:: RECORDS SHOWN ::
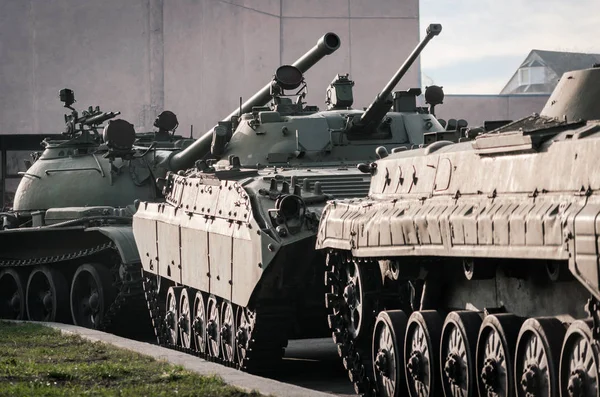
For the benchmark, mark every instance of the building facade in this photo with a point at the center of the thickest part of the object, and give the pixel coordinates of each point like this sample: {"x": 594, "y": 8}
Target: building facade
{"x": 194, "y": 57}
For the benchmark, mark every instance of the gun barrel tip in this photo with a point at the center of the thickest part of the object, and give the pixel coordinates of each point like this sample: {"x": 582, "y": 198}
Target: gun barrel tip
{"x": 331, "y": 41}
{"x": 434, "y": 28}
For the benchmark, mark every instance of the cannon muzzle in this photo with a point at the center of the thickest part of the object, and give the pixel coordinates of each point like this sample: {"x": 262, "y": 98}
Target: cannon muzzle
{"x": 326, "y": 45}
{"x": 380, "y": 106}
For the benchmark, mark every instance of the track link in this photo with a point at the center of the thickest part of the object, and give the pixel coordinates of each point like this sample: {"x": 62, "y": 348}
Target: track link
{"x": 266, "y": 341}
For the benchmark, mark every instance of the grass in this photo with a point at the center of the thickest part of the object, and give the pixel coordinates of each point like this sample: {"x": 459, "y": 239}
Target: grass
{"x": 40, "y": 361}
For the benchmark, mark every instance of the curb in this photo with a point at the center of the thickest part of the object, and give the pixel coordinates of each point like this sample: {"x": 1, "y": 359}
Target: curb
{"x": 230, "y": 376}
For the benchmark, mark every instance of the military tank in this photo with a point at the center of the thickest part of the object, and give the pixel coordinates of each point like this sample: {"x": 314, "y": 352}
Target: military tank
{"x": 68, "y": 252}
{"x": 230, "y": 269}
{"x": 66, "y": 242}
{"x": 472, "y": 268}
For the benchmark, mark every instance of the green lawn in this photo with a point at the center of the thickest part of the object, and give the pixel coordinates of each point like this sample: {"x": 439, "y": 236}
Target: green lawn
{"x": 40, "y": 361}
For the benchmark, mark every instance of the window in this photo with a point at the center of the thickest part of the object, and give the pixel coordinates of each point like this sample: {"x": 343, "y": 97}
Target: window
{"x": 532, "y": 75}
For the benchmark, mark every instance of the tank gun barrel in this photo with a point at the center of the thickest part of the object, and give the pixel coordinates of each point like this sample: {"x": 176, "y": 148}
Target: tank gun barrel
{"x": 326, "y": 45}
{"x": 379, "y": 107}
{"x": 96, "y": 119}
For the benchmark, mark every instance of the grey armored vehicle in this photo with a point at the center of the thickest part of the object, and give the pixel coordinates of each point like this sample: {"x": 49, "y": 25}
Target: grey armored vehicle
{"x": 67, "y": 248}
{"x": 230, "y": 269}
{"x": 472, "y": 268}
{"x": 66, "y": 245}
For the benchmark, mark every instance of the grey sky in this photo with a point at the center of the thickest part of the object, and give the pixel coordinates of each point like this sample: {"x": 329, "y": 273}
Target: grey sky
{"x": 483, "y": 42}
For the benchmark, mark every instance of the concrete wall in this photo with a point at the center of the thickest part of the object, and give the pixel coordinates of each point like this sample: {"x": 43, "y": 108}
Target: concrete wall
{"x": 194, "y": 57}
{"x": 478, "y": 108}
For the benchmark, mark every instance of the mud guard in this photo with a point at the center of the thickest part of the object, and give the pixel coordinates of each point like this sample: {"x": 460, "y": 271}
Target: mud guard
{"x": 122, "y": 236}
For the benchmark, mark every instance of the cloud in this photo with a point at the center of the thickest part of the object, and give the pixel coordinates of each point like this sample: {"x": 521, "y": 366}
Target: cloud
{"x": 483, "y": 41}
{"x": 476, "y": 29}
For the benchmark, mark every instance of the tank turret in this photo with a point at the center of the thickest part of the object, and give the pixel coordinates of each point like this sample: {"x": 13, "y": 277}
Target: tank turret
{"x": 290, "y": 133}
{"x": 326, "y": 45}
{"x": 375, "y": 113}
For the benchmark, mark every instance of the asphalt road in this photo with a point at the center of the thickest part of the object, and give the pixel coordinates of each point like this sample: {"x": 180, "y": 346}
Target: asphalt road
{"x": 315, "y": 364}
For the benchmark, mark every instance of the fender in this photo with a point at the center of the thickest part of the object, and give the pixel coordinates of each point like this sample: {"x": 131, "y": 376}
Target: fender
{"x": 122, "y": 236}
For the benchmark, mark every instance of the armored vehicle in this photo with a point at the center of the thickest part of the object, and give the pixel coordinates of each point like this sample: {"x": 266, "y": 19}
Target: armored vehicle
{"x": 230, "y": 269}
{"x": 67, "y": 246}
{"x": 471, "y": 269}
{"x": 67, "y": 251}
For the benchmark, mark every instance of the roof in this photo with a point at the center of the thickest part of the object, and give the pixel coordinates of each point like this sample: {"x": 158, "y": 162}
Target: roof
{"x": 561, "y": 62}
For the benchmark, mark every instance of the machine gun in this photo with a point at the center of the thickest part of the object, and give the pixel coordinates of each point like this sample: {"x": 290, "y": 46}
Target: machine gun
{"x": 326, "y": 45}
{"x": 368, "y": 122}
{"x": 91, "y": 118}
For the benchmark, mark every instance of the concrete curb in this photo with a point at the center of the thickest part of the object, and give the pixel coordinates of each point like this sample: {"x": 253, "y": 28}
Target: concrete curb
{"x": 230, "y": 376}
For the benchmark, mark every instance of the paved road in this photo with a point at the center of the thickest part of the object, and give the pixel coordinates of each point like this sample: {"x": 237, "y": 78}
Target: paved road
{"x": 315, "y": 364}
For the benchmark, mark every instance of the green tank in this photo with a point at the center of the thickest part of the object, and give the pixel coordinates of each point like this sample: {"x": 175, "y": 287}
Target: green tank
{"x": 471, "y": 269}
{"x": 229, "y": 264}
{"x": 68, "y": 252}
{"x": 67, "y": 249}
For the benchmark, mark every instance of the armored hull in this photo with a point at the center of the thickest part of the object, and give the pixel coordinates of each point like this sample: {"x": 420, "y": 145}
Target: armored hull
{"x": 477, "y": 261}
{"x": 230, "y": 268}
{"x": 68, "y": 251}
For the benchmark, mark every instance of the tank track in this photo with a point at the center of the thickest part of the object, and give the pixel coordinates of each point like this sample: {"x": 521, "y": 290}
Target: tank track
{"x": 126, "y": 278}
{"x": 574, "y": 342}
{"x": 355, "y": 353}
{"x": 265, "y": 347}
:::
— WHAT THE TASK REQUIRES —
Output all of the records exactly as they appear above, but not the pictures.

— OUTPUT FOR THIS TASK —
For the benchmark, mark every instance of the building facade in this photo with a point at the center of the thickest part of the object, and give the pixel coordinates of each point like this sample: {"x": 594, "y": 8}
Target: building facade
{"x": 194, "y": 57}
For the benchmark, mark every instance of the gun barrel tip in this photo with a point at the center of the thickest part of the object, and give the pixel coordinates of each point like this sample: {"x": 582, "y": 198}
Target: gun barrel tip
{"x": 331, "y": 41}
{"x": 434, "y": 28}
For the benchmark, mark every instance of the cannon muzzle in this photo with a point at the center of the thickest part of the object, and give the pixel coordinates of each point like this sample: {"x": 262, "y": 98}
Target: cannon muzzle
{"x": 326, "y": 45}
{"x": 380, "y": 106}
For the benchmark, mark every instance of the track link in this photo with a point at the center of the thickest part of the object, and give the pixel coordinates of each point like this sample: {"x": 62, "y": 348}
Target: track link
{"x": 266, "y": 341}
For the benchmark, mark every instance of the grass in this photo with a point at the center of the thickest part of the object, and give the pixel coordinates of each point like this sample: {"x": 459, "y": 239}
Target: grass
{"x": 40, "y": 361}
For the benchmark, mark every instance of the curb in this photo with a point at the center of the thickest part of the object, and give the pixel coordinates of each point like this sample: {"x": 1, "y": 359}
Target: curb
{"x": 230, "y": 376}
For the benchmark, mark every instance of the military tank in this photo with a point at the center of the thickest part of the object, and give the pixel coordinates of each point like this sample: {"x": 314, "y": 352}
Target: military tank
{"x": 68, "y": 252}
{"x": 230, "y": 269}
{"x": 66, "y": 242}
{"x": 472, "y": 268}
For the benchmark, mark every instance of the green lawn in this photo with a point at the center of the thickest part of the object, and give the pixel coordinates of each point like this sample: {"x": 439, "y": 236}
Target: green lawn
{"x": 40, "y": 361}
For the benchmark, mark every instance of the window in this photo with a point at the center of the thickest part of the object, and give the pixel coordinates of each point like this sample: {"x": 343, "y": 97}
Target: window
{"x": 532, "y": 75}
For the benchmark, mark every instance of the tank gun barrel in this photo with a point at the center of the thickest part of the object, and give the pixel coordinates of each point like this sample: {"x": 176, "y": 148}
Target: tank gun barrel
{"x": 326, "y": 45}
{"x": 379, "y": 107}
{"x": 96, "y": 119}
For the benchmark, mark every instance of the grey armored vehicle in this photo with a point at the center of the thickest part of the object, and give the pixel coordinates of each point like this sample: {"x": 49, "y": 25}
Target: grey armored vehicle
{"x": 67, "y": 248}
{"x": 230, "y": 269}
{"x": 472, "y": 268}
{"x": 66, "y": 245}
For the benchmark, mark every instance of the grey sky in this photo with a point at the center of the thickest part of the object, and give the pixel coordinates of each point like this sample: {"x": 329, "y": 273}
Target: grey sky
{"x": 483, "y": 42}
For the benchmark, mark every instance of the concrete wall in this photo with a point at the center of the thickest part of the object, and give the pixel coordinates of each point like this sample: {"x": 43, "y": 108}
Target: concrete wall
{"x": 194, "y": 57}
{"x": 478, "y": 108}
For the benchmark, mark every instance of the mud guard in this photo with a point at the center of the thickest part of the object, and give the pixel coordinates of each point like this sample: {"x": 460, "y": 271}
Target: mud guard
{"x": 122, "y": 236}
For the benchmark, mark every instance of the cloud in this photo with a point at the center of the thickest part of the object, and give the pixel coordinates of each point like this sample: {"x": 521, "y": 366}
Target: cloud
{"x": 483, "y": 41}
{"x": 476, "y": 29}
For the benchmark, mark every instance of the tank turret in this photo with a point at the center of the thickest part of the object, and give the pixel coordinates of each point like this sample: {"x": 13, "y": 277}
Target: tank turret
{"x": 290, "y": 133}
{"x": 326, "y": 45}
{"x": 375, "y": 113}
For the benchmark, mark every instance of the asphalt road in this photo with a point at the center of the thickest part of the object, and give the pixel coordinates of each point like this sample: {"x": 180, "y": 346}
Target: asphalt road
{"x": 315, "y": 364}
For the benchmark, mark every instance of the fender in this photo with a point at the center of the thickest part of the object, and give the pixel coordinates of each point like this sample: {"x": 131, "y": 376}
Target: fender
{"x": 122, "y": 236}
For the benchmark, mark every instance of the armored vehicle in this photo with a point at the center of the thickest part of the object, and give the pixel coordinates of each point like this sample: {"x": 266, "y": 19}
Target: armored vehicle
{"x": 230, "y": 269}
{"x": 67, "y": 246}
{"x": 471, "y": 269}
{"x": 67, "y": 251}
For the benchmark, mark every instance of the roof in this photo with a point at the center of the thickest part of the object, and give the pixel coordinates of each point like this sample: {"x": 158, "y": 162}
Target: roof
{"x": 561, "y": 62}
For the benchmark, mark every instance of the machine gun in this photo with a point at the center of the thickest part of the object, and give the pixel coordinates of each point like this sample: {"x": 290, "y": 46}
Target: machine gun
{"x": 326, "y": 45}
{"x": 368, "y": 122}
{"x": 91, "y": 118}
For the benchmark, mark every instance of the concrete curb in this photo with a point at the center of the thickest part of the object, and give the pixel coordinates of each point like this sample: {"x": 253, "y": 28}
Target: concrete curb
{"x": 230, "y": 376}
For the benchmark, mark every instance of the paved road in this photo with a point at the center of the thickest part of the object, and give the pixel coordinates of each point like this sample: {"x": 237, "y": 78}
Target: paved road
{"x": 315, "y": 364}
For the benchmark, mark every instance of the green tank in this photo with a point at the center of the thickest part of the object, and give the pixel coordinates of each point like this sample: {"x": 175, "y": 287}
Target: green tank
{"x": 471, "y": 269}
{"x": 229, "y": 264}
{"x": 68, "y": 252}
{"x": 67, "y": 249}
For the benchmark, mark every instance of the armored hull in this photo with a point at the center of the thickest part of the object, and give the pixel coordinates of each point like this sample: {"x": 420, "y": 145}
Target: armored hull
{"x": 477, "y": 261}
{"x": 230, "y": 268}
{"x": 68, "y": 251}
For the benchmark, mark every instance of the tank track in this photo with a point at the center of the thickest part of the object, and give the pixel coordinates of each point like this sample: {"x": 521, "y": 290}
Target: tank track
{"x": 126, "y": 278}
{"x": 574, "y": 342}
{"x": 355, "y": 353}
{"x": 265, "y": 347}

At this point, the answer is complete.